--- Texte extrait ---
Jacques Bayard, commissaire de police est chargé de l'enquête et s'adjoint l'aide cérébrale de Simon Herzog, jeune universitaire spécialisé en sémiologie (science dont l'objet est l'étude de la vie des signes au sein de la vie sociale. Cf Petit Larousse) dont Barthes est un éminent spécialiste.
Maintenant, attachez vos ceintures, nous atterrissons en 1980. J'ai rencontré et passé un bon moment avec Foucault, Sollers et Kristeva, Derrida, BHL (et oui déjà !), Umberto Ecco... J'ai même assisté à des réunions dans le cabinet de Giscard en compagnie de Ponia d'Ornano, ou chez Jack avec Mitterrand et le jeune Fabius… Enfin bref, tout ce qui compte pour réfléchir et/ou gouverner à cette époque. C'est tellement bien documenté que je me suis vraiment retrouvée dans ces années 80.
Que font ces hommes politiques dans un livre sur la 7ème fonction du langage ? Et bien, il semblerait, selon des sources très bien informées, que cette 7ème fonction du langage soit la raison de l'assassinat de Roland Barthes et que ce serait une arme hautement efficace ? Qui tient les tenants et les aboutissants de cette fonction, tient le pouvoir, ni plus, ni moins !

Au milieu de tous ces littéraires et philosophes connus, Jacques Bayard, détonne et peine à suivre. Imaginez un ancien d'Algérie au milieu de ces intellos, étudiants chevelus, barbus, fumeurs, buveurs… N'oubliez pas, nous sommes dans les années 80, licencieux et permissif. J'ai aimé cet éléphant qui, chargé par les plus hautes instances, essaie vaille que vaille de comprendre et d'assimiler ce milieu, de continuer son enquête et ne pas s'y noyer. Je pense bien qu'à certains moments, il s'est noyé dans la luxure… Mais bon, c'est l'époque qui veut ça ma brav'dame.

Laurent Binet a écrit un livre foisonnant, thriller-western instructif, marrant, ironique, érotico-sportif qui nous promène de l'université de Vincennes aux USA en passant par Venise…, le tout en compagnie de polonais et leur fameux parapluie sous la houlette de Julia Kristeva, de japonais… Il se moque, sans méchanceté ( ?), du monde littéraire, universitaire, politique de leurs vanités, leurs arrogances, de leurs querelles, leurs impostures.
--- Matériel fourni ---
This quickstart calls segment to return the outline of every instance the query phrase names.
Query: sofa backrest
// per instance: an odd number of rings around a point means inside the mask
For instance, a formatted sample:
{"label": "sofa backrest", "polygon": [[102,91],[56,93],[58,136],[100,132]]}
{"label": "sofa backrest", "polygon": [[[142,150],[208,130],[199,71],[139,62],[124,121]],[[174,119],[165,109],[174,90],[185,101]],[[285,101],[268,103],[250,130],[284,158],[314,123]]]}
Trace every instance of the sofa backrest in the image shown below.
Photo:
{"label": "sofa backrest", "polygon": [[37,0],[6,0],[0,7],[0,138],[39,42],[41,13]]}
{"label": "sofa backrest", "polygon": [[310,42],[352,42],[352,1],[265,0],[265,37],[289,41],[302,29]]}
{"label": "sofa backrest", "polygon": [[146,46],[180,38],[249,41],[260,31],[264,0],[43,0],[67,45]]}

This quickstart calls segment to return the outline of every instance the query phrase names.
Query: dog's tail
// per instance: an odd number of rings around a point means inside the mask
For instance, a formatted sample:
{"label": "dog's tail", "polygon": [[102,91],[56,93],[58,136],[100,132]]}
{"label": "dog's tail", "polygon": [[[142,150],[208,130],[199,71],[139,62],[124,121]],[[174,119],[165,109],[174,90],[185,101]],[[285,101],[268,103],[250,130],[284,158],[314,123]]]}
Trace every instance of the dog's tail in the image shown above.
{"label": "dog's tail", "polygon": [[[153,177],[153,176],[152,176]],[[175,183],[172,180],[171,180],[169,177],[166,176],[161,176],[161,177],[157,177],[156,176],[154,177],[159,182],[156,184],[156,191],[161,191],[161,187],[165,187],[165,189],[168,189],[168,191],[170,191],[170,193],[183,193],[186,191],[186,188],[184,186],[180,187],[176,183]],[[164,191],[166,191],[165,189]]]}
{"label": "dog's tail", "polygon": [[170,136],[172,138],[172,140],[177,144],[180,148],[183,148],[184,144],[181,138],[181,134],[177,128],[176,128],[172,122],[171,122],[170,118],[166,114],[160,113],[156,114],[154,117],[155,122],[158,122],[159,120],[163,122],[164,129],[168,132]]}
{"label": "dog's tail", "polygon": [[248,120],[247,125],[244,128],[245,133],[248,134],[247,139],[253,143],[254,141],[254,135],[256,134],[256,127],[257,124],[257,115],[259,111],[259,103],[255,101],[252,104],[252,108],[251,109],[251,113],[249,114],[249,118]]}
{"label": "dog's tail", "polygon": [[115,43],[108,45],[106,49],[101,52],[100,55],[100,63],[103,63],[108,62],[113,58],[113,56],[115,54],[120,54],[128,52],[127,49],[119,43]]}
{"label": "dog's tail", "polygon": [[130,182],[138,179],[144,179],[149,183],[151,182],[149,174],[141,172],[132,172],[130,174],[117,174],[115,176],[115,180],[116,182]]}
---
#### Consigne
Reproduisez mot pour mot le passage de la critique du roman de Laurent Binet qui commence à « Que font ces » et se termine à « plus, ni moins ! ». Le matériel qui précède est distinct du texte.

#### Réponse attendue
Que font ces hommes politiques dans un livre sur la 7ème fonction du langage ? Et bien, il semblerait, selon des sources très bien informées, que cette 7ème fonction du langage soit la raison de l'assassinat de Roland Barthes et que ce serait une arme hautement efficace ? Qui tient les tenants et les aboutissants de cette fonction, tient le pouvoir, ni plus, ni moins !